++++ TEXT ++++

In a January 2022 presentation, former FWP Region 3 fisheries manager Travis Horton presented data from annual trout surveys showing that declines in the upper stretch near Jenny Creek started about 20 years ago.

“The peak time-frame was in the early 2000s, and our numbers now are a quarter of what they were back then,” Horton said in January 2022. Data gathered in 2022 and 2023 show numbers have worsened.

Farther downstream in the mid-section near Melrose, the decline started in 2014. In 2015, there was a big brown trout die-off that coincided with a high incidence of a fungus, saprolegnia. Horton didn’t think it was the cause of the die-off, because fungal growth on fish is usually a secondary response to other stressors.

The section farthest downstream on the Big Hole River near Twin Bridges is sampled only biennially but doesn’t show as much of a population decline as upstream sections, as of 2021.

The one thing biologists have seen is an increase in the ulceration of fishes’ heads, a condition called ulcerative dermal necrosis, originally common in Europe and now being found on brown and rainbow trout and mountain whitefish in Montana.

Horton said the condition has popped up especially since 2020 when it was found in the Clark Fork River. In 2021, it was observed in the Big Hole River and has also been reported in the Madison, Beaverhead, Shields and Flathead rivers. Horton said he might have also seen a dead grayling with the condition but it was a little too decayed to know.

In 2021, FWP fisheries biologists worked with a focus group of anglers to explore closing sections of the Big Hole, Beaverhead, Ruby and Madison rivers that brown trout used for spawning. Otherwise, FWP did little to follow up.

++++

* WORK TASK 1
Copy everything in the Big Hole River trout passage from "The section farthest" down to "whitefish in Montana.".
* WORK TASK 2
Name each river that the Big Hole River trout passage gives as a place where ulcerative dermal necrosis has been found, observed or reported.
* WORK TASK 3
Continue the Big Hole River trout passage from where it stops.

++++ GIVEN ENTRIES ++++

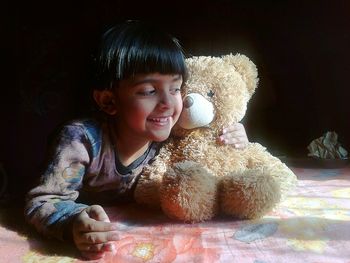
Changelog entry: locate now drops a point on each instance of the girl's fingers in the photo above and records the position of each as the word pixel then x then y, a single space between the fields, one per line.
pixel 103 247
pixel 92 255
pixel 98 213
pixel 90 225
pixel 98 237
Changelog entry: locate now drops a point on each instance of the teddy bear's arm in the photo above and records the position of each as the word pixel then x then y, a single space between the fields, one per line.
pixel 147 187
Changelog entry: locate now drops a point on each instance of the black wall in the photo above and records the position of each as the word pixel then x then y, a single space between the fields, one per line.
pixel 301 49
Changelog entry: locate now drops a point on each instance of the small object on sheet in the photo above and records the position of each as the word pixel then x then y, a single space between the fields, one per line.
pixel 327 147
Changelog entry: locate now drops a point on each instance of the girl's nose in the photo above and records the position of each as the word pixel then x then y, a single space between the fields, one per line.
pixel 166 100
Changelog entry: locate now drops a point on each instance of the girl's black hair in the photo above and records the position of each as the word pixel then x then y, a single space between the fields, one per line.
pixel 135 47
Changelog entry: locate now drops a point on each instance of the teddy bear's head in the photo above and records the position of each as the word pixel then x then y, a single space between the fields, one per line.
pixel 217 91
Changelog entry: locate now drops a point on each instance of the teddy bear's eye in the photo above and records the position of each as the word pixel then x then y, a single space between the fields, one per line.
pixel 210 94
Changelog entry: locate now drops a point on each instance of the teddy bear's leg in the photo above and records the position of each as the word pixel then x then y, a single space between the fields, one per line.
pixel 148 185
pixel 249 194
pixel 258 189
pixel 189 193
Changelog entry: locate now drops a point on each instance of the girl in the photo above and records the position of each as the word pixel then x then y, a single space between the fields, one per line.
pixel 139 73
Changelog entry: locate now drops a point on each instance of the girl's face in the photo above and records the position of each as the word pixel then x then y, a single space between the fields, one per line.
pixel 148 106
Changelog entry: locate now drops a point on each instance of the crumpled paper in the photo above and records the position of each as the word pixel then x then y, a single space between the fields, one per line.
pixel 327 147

++++
++++ GIVEN ENTRIES ++++

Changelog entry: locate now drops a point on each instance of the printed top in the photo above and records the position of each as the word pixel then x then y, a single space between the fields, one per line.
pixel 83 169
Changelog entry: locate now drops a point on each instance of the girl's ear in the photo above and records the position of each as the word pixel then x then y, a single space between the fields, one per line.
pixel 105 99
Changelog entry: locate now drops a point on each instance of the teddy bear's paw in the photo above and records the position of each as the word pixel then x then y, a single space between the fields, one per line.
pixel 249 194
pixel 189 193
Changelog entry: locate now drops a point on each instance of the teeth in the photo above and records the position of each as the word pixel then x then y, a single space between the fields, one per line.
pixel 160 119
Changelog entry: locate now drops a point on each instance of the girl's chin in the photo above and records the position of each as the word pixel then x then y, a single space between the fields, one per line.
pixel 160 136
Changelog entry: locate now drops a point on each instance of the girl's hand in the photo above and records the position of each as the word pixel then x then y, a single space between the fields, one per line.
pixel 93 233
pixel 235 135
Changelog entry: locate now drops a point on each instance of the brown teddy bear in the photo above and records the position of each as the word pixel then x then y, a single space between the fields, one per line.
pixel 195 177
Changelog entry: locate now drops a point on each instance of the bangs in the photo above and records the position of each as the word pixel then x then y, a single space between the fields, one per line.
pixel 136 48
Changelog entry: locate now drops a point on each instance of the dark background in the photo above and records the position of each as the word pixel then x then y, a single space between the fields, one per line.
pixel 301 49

++++
++++ GIVEN ENTRIES ++++

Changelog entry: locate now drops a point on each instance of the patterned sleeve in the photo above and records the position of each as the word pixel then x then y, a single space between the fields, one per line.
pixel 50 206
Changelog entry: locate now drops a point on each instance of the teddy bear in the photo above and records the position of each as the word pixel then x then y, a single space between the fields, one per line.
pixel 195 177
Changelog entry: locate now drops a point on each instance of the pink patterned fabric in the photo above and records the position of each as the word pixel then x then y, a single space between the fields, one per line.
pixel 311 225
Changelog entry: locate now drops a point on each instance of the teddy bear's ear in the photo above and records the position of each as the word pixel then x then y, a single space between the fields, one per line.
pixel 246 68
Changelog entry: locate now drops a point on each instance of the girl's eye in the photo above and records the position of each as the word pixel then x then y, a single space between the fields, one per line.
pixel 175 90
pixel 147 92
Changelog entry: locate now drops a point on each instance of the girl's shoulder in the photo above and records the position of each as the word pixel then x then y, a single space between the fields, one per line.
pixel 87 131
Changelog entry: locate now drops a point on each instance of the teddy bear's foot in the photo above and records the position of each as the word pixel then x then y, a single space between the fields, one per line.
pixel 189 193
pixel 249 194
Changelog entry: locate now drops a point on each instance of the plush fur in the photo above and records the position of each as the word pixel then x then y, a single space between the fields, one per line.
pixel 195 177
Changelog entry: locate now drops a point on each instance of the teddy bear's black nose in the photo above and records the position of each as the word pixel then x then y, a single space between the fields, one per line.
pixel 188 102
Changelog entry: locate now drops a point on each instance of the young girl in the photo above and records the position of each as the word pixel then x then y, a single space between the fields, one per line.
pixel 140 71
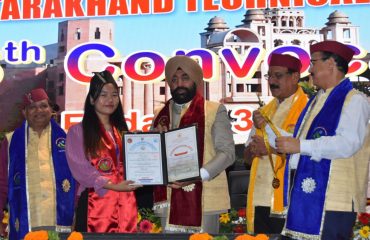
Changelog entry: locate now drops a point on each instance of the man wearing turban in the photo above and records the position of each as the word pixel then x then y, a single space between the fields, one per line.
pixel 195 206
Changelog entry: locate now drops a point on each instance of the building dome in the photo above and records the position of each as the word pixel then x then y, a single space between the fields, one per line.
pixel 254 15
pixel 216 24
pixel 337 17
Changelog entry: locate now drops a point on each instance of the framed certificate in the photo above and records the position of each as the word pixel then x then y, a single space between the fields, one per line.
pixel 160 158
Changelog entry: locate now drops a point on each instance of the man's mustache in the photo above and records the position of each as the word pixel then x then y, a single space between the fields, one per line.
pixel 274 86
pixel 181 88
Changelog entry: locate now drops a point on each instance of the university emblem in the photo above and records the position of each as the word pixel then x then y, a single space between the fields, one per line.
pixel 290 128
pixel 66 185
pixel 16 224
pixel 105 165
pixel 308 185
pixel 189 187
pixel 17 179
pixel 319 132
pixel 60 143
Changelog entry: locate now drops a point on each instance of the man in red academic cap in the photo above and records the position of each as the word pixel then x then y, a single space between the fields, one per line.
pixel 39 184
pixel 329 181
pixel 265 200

++++

* TASK RESPONSE 1
The section farthest downstream on the Big Hole River near Twin Bridges is sampled only biennially but doesn’t show as much of a population decline as upstream sections, as of 2021.

The one thing biologists have seen is an increase in the ulceration of fishes’ heads, a condition called ulcerative dermal necrosis, originally common in Europe and now being found on brown and rainbow trout and mountain whitefish in Montana.

* TASK RESPONSE 2
Clark Fork River, Big Hole River, Madison River, Beaverhead River, Shields River, Flathead River

* TASK RESPONSE 3
So for the past two years, a coalition of guides, flyfishing businesses and conservation groups have lobbied Governor Greg Gianforte to create a multi-agency cold-water fisheries task force to develop meaningful policy changes and proactive agreements with landowners to pursue science-based long-term solutions to address the declining health of Montana’s iconic cold-water fisheries. Their plea got no response.

After this year’s surveys showed more population declines, the FWP commission finally put some of the fishing restrictions in place in early June. In addition, FWP promised to work with Montana State University to study fish mortality and health on the Big Hole, Beaverhead and Ruby rivers and to study juvenile fish in rivers and their spawning tributaries.

But those studies will take time, and some Montanans don’t know that the trout have much time. In late June, anglers, guides and organizations - many of the same ones who’ve been lobbying the governor - got tired of waiting and formed Save Wild Trout.

According to a statement on their website, “It’s time to identify key causes behind this region’s population collapse, to think outside-the-box, and to ensure we quickly implement targeted solutions critical to restoring and protecting (southwest) Montana’s cold-water fisheries.”

On Monday, Save Wild Trout announced they’d hired Kyle Flynn, a Helena hydrologist, engineer and Montana native, to lead their independent investigations into what is causing the trout populations to collapse in the Big Hole, Beaverhead, Ruby and Jefferson rivers.

In its release, Save Wild Trout said FWP still hasn’t identified the diseases killing wild trout and mountain whitefish throughout southwestern Montana. Understanding these diseases would help identify the contributing factors and suggest science-based management solutions.

“The lack of urgency and coordination among federal, state, and local governments, and state agencies, particularly FWP, DEQ, and DNRC, is also concerning,” the group said.

On Thursday, the Governor’s Office announced that Gianforte had convened a roundtable discussion in Wise River with fishing guides, anglers, irrigators, and agricultural producers, who discussed the trout populations and FWP’s upcoming fish studies.

Wade Fellin, Save Wild Trout founder and Big Hole Lodge co-owner, was at the table and urged the governor and his agencies to collaborate in finding the problems and solutions. But the roundtable was just for comment and no decisions were reached.